== Excerpted records ==
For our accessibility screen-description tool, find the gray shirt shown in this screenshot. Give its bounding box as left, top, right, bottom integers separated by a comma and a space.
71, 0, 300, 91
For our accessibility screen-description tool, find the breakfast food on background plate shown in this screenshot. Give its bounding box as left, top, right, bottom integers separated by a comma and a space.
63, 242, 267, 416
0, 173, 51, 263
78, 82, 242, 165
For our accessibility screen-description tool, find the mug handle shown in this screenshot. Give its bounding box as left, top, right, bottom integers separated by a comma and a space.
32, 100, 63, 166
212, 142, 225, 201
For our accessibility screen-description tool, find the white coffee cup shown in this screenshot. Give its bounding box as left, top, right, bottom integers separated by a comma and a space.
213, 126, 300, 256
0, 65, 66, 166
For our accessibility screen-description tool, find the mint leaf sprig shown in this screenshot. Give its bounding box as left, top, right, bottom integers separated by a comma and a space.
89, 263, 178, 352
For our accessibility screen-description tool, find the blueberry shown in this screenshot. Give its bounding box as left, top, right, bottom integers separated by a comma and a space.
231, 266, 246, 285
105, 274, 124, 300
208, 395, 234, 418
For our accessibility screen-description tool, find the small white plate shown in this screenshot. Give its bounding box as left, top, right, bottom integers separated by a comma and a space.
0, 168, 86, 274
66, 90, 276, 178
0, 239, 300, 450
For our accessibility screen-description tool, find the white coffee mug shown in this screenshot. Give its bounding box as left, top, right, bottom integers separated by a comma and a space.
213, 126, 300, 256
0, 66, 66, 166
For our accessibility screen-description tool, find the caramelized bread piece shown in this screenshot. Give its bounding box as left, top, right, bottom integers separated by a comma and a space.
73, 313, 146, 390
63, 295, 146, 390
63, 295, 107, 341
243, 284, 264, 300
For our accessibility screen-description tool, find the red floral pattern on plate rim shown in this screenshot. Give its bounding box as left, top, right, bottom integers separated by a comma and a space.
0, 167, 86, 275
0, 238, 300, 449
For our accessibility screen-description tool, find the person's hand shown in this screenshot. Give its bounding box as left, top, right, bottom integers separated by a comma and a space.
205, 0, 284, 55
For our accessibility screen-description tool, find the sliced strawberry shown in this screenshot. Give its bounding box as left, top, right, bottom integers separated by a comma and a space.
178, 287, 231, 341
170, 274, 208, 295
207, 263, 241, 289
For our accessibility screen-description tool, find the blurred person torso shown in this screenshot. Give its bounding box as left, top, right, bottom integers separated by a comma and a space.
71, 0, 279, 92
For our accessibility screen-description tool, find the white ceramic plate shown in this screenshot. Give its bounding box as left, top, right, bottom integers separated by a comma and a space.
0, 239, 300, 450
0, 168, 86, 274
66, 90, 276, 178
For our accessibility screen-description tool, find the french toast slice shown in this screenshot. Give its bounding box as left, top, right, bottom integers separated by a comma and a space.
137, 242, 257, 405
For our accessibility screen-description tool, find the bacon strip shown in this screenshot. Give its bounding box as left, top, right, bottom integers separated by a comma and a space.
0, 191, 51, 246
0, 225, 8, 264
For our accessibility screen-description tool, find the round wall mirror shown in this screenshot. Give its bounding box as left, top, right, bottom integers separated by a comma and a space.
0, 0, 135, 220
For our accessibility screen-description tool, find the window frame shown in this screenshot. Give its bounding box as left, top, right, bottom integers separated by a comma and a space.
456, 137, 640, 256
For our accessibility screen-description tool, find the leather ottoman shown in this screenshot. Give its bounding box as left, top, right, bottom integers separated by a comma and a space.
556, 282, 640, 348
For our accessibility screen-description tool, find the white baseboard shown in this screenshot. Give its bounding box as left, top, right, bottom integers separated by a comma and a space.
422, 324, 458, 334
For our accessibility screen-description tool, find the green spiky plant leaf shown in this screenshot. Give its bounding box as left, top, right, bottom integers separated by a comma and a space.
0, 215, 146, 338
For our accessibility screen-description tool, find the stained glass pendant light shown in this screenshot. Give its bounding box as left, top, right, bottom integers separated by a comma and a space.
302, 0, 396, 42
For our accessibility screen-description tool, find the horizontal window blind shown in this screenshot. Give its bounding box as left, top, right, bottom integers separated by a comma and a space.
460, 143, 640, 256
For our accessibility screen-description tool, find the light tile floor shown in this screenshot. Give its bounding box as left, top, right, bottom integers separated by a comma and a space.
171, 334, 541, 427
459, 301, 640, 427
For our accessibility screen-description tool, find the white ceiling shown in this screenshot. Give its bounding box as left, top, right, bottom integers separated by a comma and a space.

== The task ==
Exactly reproduce the material above.

== Output of the exercise ==
For our accessibility screen-description tool, find the gray shirt shown in this screenshot. Give its bounding box as left, top, right, bottom integers separated by a comma and a space.
71, 0, 300, 91
For our accessibility screen-description tool, find the breakfast food on background plate shown in this screenshot. Give its bounding box as left, top, right, bottom integers separated by a comma and a space.
63, 242, 267, 416
0, 173, 51, 263
78, 82, 242, 165
For our accessibility screen-description tool, find the mug handle shown in this screenshot. Give its bounding box as left, top, right, bottom integers separated by a comma and a space.
32, 100, 63, 166
212, 142, 225, 201
For our accessibility screen-description tool, find the white coffee cup shown in this screenshot. Give its bounding box as left, top, right, bottom integers separated by a comma and a space.
213, 126, 300, 256
0, 65, 66, 166
For our accessibility screen-description tool, find the mint leaf sprig shown in this screenshot. Give its bounding box as left, top, right, bottom integers separated by a comma and a space.
89, 263, 178, 352
For our accessibility screen-description tool, find the blueberry shown in this screenshot. Give its bounding box as left, top, right, bottom integers separated by a comma and a space.
231, 266, 246, 285
105, 274, 124, 300
208, 395, 234, 418
For our accessibility screen-description tool, find the small white plate shown in this screenshot. Give its bounding box as left, top, right, bottom integers separated by a comma and a space.
0, 168, 86, 274
66, 90, 276, 178
0, 239, 300, 450
For our accessibility screen-description tool, find the white coffee mug shown in this screenshot. Give its bounding box as left, top, right, bottom integers separated by a comma and a space.
213, 126, 300, 256
0, 66, 66, 166
For our accessibility screen-description tool, find the caramelized bread piece shown in this screenshot. Give its bounding box as left, top, right, bottom integers separated by a comma and a space.
73, 313, 146, 390
63, 295, 146, 390
63, 295, 107, 341
243, 284, 264, 300
For our accessibility screen-description tool, find the red floral pattern on plate rim shown in this screenshot. Give its bounding box as left, top, right, bottom integers separated by a comma and a space.
0, 167, 86, 275
0, 238, 300, 449
For our accessibility screen-description tool, find the person's hand shown in this screenshot. Give its bounding box as left, top, right, bottom integers separated by a comma and a space.
205, 0, 284, 55
For our accessibility screen-description tool, find the sliced strawberry shown in this screenshot. Give its bounding box as left, top, right, bottom integers separated by a comma and a space.
178, 287, 231, 341
170, 274, 208, 295
207, 263, 241, 289
For our accessibility screen-description tool, find the blurred person torso shown in this screenshot. Give its bounding box as left, top, right, bottom integers separated by a comma and a space.
71, 0, 279, 92
For our accessibility screen-description tool, find the white ceramic plate shown in this screenshot. Give its bounding box as left, top, right, bottom integers separated by a comma and a space.
0, 239, 300, 450
0, 168, 86, 274
66, 90, 276, 178
For our accessibility screen-description tool, find the french toast slice shown in this screenshot. Give its bounding box as left, top, right, bottom integers separated by a comma and a space.
137, 242, 257, 405
For our accessibility screen-description tool, find the bacon strip shown in this screenshot. Give its bounding box as left, top, right, bottom integers separated by a comma and a space.
0, 191, 51, 246
0, 225, 8, 264
For our accessibility screen-description tool, find the round wall mirror shown in this screenshot. Give its bounding box as left, top, right, bottom integers separated by a comma and a space.
0, 0, 135, 220
For our accessibility screen-description tool, find the window frame shown in this screenshot. Give its bounding box as left, top, right, bottom integers separated by a comma and a space.
456, 137, 640, 256
For our accessibility screen-description tool, find the leather ottoman shown in this screenshot. Give its bounding box as left, top, right, bottom integers separated by a comma and a space.
556, 282, 640, 348
For our accessibility screen-description tool, find the white baseboard shown in this screenshot. Give its bounding box as left, top, right, bottom integers separated by a comma and a space.
422, 324, 458, 334
For our accessibility screen-description tool, find the green spiky plant leaf shown in this screenshot. Give its bounding box as left, top, right, bottom integers separated by a comma and a space.
0, 215, 146, 338
For our accessibility screen-description tool, find the stained glass pendant light shown in this screenshot. Give its bounding box as left, top, right, bottom integers separated by a comma and a space.
302, 0, 396, 42
For our accessibility screen-description tool, find the horizontal window blind shown in this screenshot. Give its bounding box as left, top, right, bottom integers separated by a comma and a space.
460, 143, 640, 256
For our accessibility screen-description tool, find the light tile floor shown in this screenshot. Give its bounding box as left, top, right, bottom integers separated by a comma and a space.
171, 334, 541, 427
459, 301, 640, 427
For our accessibility screen-description tool, find the white ceiling shown in this screenshot. Give its bounding box as left, top, right, bottom integers separated by a comma and a space.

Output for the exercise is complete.